-------- Selected excerpt

Make a national state of disaster subject to the same procedural constraints that already apply to a state of emergency in our law

Issued by Cilliers Brink – DA Shadow Minister of Cooperative Governance and Traditional Affairs
25 Feb 2021 in News

We must have parliamentary oversight and make a national state of disaster subject to the same procedural constraints that already apply to a state of emergency in our law. After all, the risks of the abuse of power under a state of national disaster are similar to those historically associated with a state of emergency.

Every time the Minister of Cooperative Governance and Traditional Affairs, Nkosazana Dlamini Zuma, extends the national state of disaster without consulting Parliament, we are being habituated to a new constitutional convention.

This convention holds that the proper response to anything deemed by government as a national disaster is to shut up and comply with the ensuing ministerial diktats, finish and klaar.

The Disaster Management Act leaves Parliament with no formal and direct supervisory role over these decisions, even as it transfers extensive legislative powers to the national executive for indefinite periods of time. So much for the legislative authority of Parliament.

Opposition MPs are free to ask ministerial questions and call for reports in portfolio committees. But we have had to go to court to get crucial information such as the reasoning behind lockdown regulations and the details of the government’s Covid-19 vaccine roll-out plan.

----------------
-------- Information provided

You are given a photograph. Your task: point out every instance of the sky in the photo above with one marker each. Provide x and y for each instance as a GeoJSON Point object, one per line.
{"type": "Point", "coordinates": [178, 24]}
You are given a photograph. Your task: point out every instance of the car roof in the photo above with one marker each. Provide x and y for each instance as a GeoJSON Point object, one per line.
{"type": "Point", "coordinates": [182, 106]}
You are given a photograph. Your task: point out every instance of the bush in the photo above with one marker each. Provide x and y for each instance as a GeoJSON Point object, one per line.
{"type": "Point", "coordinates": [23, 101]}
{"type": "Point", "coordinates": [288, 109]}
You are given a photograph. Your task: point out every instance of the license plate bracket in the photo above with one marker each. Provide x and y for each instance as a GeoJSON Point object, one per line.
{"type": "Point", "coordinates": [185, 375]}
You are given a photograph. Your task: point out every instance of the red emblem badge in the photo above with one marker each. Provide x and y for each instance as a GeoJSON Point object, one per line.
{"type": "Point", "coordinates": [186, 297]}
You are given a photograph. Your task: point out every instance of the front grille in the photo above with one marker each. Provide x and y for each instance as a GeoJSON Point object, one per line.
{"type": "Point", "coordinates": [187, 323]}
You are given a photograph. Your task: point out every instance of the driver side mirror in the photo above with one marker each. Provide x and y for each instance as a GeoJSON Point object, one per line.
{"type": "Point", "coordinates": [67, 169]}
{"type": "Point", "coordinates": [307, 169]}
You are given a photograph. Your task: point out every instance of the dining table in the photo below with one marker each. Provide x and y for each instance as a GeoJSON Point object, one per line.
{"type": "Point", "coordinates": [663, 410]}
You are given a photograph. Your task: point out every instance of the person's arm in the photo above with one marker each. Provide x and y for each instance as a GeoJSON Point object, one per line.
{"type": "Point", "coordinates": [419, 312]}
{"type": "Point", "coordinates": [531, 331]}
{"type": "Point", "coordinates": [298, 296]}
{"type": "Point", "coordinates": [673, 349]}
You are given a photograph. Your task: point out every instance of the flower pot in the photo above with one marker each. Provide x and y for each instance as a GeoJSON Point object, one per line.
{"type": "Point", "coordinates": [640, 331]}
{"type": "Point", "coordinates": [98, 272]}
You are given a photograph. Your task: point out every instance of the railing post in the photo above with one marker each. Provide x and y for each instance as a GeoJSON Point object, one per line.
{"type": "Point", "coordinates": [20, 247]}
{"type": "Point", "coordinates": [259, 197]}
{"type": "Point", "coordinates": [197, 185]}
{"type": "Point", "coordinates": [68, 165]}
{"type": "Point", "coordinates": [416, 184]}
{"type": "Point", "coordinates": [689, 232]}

----------------

Try it:
Retype the entire statement above on the national state of disaster, word for word.

Written reply:
Make a national state of disaster subject to the same procedural constraints that already apply to a state of emergency in our law

Issued by Cilliers Brink – DA Shadow Minister of Cooperative Governance and Traditional Affairs
25 Feb 2021 in News

We must have parliamentary oversight and make a national state of disaster subject to the same procedural constraints that already apply to a state of emergency in our law. After all, the risks of the abuse of power under a state of national disaster are similar to those historically associated with a state of emergency.

Every time the Minister of Cooperative Governance and Traditional Affairs, Nkosazana Dlamini Zuma, extends the national state of disaster without consulting Parliament, we are being habituated to a new constitutional convention.

This convention holds that the proper response to anything deemed by government as a national disaster is to shut up and comply with the ensuing ministerial diktats, finish and klaar.

The Disaster Management Act leaves Parliament with no formal and direct supervisory role over these decisions, even as it transfers extensive legislative powers to the national executive for indefinite periods of time. So much for the legislative authority of Parliament.

Opposition MPs are free to ask ministerial questions and call for reports in portfolio committees. But we have had to go to court to get crucial information such as the reasoning behind lockdown regulations and the details of the government’s Covid-19 vaccine roll-out plan.